*About this task*:
Render in Spanish the following sentence from the hair-loss treatment article below: "Alopecia areata is different from hormonal or genetic hair loss."

This year, more than four decades later, dermatologists are still using minoxidil to treat hair-loss, but differently. It's now something of an open secret in the field that a tiny dose of oral minoxidil — the same pill that doctors prescribe at a higher concentration to treat hypertension — can work just as well as the head rub Rogaine. And it's dirt cheap, too.
Like Rogaine, oral minoxidil doesn't work for everybody who's balding, but it's a nice alternative to the sticky topical formulation of the medicine, which can be a hassle to apply.
In 2022, the FDA finally approved a treatment for alopecia areata, the balding condition Jada Pinkett Smith has
Alopecia areata is different from hormonal or genetic hair loss.
It's an autoimmune condition that triggers inflammation inside your skull, around the root of the hair shaft.
"Once that inflammation occurs, the hair becomes thinner and falls out, and then it gets stuck in a part of the hair cycle where it doesn't grow," Mostaghimi explained.
This can result in round, smooth bald patches, or even complete hair loss all over the body.
The new drug is called Olumiant, and it's a once-a-day pill for adults with severe alopecia areata
Mostaghimi said the genetic research to make this new drug possible started in the late 1990s, when a patient advocacy group (The National Alopecia Areata Foundation) partnered with Columbia University to do genetic sequencing on alopecia areata patients.
Over the years, they've discovered how people with alopecia areata have more mutations in their JAK-STAT pathway, a critical component of the immune system that is also targeted to treat other diseases like rheumatoid arthritis and psoriasis.
In June, the FDA approved rheumatoid arthritis drug Olumiant (baricitinib) to treat alopecia areata, after successful late-stage trials. Scientists found that a four-milligram dose of the drug led to "significant scalp hair regrowth" within a year for 40% of patients. That meant around 80% or more scalp coverage.
2 more alopecia areata treatments reached late-stage trials this year, and could hit the market soon
Ritlecitinib, a once daily pill from Pfizer, is under FDA review . If approved, it would be available to alopecia areata patients 12 and up.
Another pharmaceutical maker, Concert, is also trialing a twice daily pill for alopecia areata (CTP‑543). Its results look promising too: some patients trialing the drug were able to regrow a near-full head of hair.
Mostaghimi, whose daughter has alopecia areata , said it would be great to "go from having no FDA-approved options" to treat the condition earlier this year "to, hopefully, up to three, by 2024."
This year, we also got the first ever comprehensive study of supplements for hair loss
Mostaghimi says he was "inspired by my patients" to research supplements for hair loss.
He knows his patients are "bombarded by ads for all of these supplements" to regrow hair.
"I interpret this as, mostly, the fact that we haven't done our job as the medical field to appropriately develop enough interventions that work," he added.
Because supplement brands can sell and market products without undergoing research or FDA approval, "it's difficult to know what is working and why and how."
So the doctor and his colleagues authored a first of its kind systematic review on the safety and effectiveness of supplements for treating hair loss in November.

[Image-grounded pointing data]
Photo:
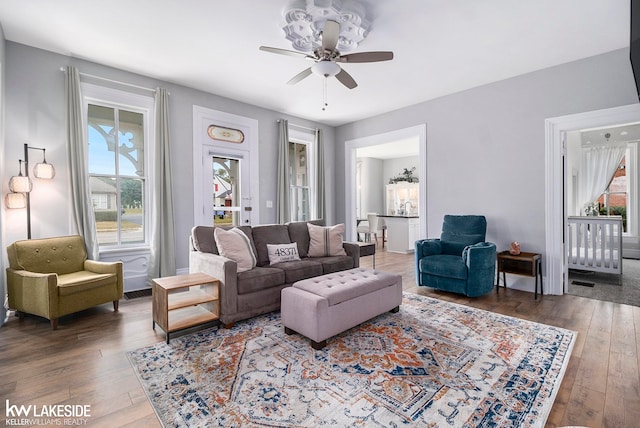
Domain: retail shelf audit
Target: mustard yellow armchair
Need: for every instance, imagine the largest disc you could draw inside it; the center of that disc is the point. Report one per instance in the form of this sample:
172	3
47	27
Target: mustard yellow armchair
52	277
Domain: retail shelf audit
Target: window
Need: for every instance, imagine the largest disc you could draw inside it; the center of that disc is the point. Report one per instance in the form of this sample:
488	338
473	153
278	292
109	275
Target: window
300	186
618	198
118	167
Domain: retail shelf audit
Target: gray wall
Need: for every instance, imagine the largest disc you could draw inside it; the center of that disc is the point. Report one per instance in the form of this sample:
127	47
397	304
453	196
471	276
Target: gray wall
494	137
372	187
35	100
3	311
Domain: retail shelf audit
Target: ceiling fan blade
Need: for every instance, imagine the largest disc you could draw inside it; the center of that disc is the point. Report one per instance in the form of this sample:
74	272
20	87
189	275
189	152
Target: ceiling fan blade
330	34
346	79
285	52
366	57
298	77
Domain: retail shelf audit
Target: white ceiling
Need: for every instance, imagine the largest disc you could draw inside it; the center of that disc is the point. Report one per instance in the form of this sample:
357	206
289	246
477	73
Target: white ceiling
440	46
396	149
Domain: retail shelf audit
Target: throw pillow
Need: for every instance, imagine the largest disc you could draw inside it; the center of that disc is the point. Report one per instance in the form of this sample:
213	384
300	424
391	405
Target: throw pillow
235	245
282	252
326	241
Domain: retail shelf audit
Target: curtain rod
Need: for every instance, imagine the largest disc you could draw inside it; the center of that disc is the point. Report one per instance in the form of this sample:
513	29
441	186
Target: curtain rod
112	81
293	125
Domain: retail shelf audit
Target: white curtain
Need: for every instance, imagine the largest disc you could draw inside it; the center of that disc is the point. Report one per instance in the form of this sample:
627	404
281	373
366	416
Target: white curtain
283	204
321	201
162	261
83	215
598	164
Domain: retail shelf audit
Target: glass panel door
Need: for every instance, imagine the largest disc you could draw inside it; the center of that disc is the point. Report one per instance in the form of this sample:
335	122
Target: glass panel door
226	191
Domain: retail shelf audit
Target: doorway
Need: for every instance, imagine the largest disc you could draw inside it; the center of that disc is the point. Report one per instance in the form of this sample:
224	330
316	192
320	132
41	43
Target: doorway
225	168
226	191
556	180
351	168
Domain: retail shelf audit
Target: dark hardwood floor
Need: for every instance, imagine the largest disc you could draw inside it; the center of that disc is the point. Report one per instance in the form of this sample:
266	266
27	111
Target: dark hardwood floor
85	361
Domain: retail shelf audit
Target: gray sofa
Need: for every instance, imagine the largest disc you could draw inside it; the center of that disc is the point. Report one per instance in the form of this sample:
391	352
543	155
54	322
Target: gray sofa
257	291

*Result of this exercise*:
La alopecia areata es diferente de la caída del cabello de origen hormonal o genético.